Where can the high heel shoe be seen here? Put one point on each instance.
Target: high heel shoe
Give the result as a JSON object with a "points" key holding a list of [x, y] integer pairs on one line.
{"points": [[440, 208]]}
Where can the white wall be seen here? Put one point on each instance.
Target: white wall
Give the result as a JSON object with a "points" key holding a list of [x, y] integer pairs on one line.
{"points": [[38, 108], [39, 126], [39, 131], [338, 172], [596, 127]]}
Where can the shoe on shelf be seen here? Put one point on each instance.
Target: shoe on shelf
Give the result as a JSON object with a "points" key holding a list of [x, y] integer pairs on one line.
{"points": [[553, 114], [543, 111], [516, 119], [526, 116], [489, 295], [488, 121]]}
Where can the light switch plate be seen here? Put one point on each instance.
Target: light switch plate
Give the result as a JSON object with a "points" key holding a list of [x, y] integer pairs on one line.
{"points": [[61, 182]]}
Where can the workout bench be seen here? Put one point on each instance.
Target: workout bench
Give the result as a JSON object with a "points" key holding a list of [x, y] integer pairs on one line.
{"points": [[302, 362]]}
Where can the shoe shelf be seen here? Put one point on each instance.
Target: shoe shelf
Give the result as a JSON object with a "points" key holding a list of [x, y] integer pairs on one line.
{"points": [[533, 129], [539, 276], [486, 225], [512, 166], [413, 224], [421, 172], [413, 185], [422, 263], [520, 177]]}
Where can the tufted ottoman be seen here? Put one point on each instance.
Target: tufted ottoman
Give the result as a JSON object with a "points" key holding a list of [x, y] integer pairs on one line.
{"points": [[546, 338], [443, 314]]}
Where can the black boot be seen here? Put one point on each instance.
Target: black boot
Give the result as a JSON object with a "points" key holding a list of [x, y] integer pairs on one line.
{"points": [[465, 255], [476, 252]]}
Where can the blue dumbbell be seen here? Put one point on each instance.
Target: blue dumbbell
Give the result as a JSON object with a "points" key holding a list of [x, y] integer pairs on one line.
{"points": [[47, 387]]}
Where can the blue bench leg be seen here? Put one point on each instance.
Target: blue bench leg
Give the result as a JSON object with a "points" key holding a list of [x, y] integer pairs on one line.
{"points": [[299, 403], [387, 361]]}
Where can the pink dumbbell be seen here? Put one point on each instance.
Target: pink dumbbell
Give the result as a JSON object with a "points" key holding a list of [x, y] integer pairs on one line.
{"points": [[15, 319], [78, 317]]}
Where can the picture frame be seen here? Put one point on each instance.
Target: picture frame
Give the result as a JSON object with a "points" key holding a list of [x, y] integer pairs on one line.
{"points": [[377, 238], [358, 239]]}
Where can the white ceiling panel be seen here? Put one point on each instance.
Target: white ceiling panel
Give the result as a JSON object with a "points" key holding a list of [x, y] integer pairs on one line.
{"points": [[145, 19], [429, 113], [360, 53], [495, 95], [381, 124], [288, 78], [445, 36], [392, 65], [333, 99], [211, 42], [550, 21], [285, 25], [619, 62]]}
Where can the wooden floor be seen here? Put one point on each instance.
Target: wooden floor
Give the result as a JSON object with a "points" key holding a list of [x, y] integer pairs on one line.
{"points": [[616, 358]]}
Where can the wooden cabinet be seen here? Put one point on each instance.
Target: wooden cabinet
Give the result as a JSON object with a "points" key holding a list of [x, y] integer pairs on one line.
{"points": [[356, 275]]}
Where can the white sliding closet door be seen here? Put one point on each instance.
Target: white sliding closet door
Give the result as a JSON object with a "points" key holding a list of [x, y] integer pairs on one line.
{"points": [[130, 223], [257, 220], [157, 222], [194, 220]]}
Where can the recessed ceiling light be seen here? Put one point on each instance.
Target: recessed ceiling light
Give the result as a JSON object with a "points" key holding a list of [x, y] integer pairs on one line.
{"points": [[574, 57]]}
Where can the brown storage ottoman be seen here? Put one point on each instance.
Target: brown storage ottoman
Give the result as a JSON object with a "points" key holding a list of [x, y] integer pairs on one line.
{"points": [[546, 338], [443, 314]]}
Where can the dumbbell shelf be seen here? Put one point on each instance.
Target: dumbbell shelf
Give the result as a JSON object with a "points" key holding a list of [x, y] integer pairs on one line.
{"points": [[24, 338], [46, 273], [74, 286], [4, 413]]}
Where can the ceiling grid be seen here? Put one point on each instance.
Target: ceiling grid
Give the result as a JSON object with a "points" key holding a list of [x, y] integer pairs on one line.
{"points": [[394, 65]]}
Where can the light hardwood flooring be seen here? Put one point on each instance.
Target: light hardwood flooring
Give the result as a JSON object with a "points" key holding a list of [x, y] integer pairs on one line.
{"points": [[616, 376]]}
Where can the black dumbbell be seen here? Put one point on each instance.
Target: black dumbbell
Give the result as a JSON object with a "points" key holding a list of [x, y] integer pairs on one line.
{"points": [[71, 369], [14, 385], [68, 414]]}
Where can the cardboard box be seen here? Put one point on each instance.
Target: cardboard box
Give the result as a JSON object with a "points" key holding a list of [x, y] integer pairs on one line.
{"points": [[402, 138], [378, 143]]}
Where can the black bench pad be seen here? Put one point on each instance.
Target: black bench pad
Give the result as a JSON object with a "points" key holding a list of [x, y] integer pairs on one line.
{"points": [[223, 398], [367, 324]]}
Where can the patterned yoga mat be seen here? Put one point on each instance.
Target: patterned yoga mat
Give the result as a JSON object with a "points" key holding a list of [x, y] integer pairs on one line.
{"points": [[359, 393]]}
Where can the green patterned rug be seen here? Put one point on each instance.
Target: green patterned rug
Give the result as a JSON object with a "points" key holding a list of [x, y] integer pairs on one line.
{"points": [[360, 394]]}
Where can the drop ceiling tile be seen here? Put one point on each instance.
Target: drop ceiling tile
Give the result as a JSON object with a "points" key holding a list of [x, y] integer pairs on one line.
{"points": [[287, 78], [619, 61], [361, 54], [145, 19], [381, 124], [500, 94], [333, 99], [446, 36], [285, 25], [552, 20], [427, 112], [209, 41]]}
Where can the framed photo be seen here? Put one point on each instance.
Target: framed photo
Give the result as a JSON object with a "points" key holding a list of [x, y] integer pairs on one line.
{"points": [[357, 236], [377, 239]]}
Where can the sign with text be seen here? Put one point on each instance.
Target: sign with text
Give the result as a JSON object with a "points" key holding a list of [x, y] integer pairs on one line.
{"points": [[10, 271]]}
⁂
Write out exactly the lines of the entries above that run from the line containing "Where can the drop" through the last line, including both.

Where can the drop ceiling tile be seen here? Put one point on each instance.
Target: drop ceiling tile
Give the result as a JSON object with a "points" key holding a list of [x, y] integer pairs on one line.
{"points": [[287, 78], [619, 61], [361, 54], [145, 19], [381, 124], [500, 94], [333, 99], [446, 36], [285, 25], [552, 20], [427, 112], [209, 41]]}
Where can the framed photo be seen here? Put one point on each instance.
Target: framed photo
Give the result as a JSON object with a "points" key holding a list of [x, y] integer pairs on one line.
{"points": [[357, 236], [377, 239]]}
Where can the sign with text be seen here? Put one point on each instance.
Target: sign with text
Give the result as a JSON object with a "points" key holding a list of [x, y] integer pairs on one line.
{"points": [[10, 271]]}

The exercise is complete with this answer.